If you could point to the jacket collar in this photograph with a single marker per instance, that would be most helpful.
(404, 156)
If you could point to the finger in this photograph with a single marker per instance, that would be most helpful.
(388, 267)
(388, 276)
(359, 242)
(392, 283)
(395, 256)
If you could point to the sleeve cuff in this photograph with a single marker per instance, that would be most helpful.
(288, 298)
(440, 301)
_ _ _ _ _ _ _
**TASK OBJECTIVE**
I'd like the entries above reproduced in full, exactly as they stand.

**SOLUTION FOR THIS TASK**
If you could point to the jacket collar in this photograph with a single marker per instance, that would be most helpful.
(404, 156)
If you could point to the finger in this photograph with a single marker per instance, that would be most helpful.
(388, 267)
(388, 276)
(359, 242)
(392, 283)
(395, 256)
If you could point to the sleeve cuff in this photograph with a single marker per instance, that would be most helpful.
(288, 298)
(440, 301)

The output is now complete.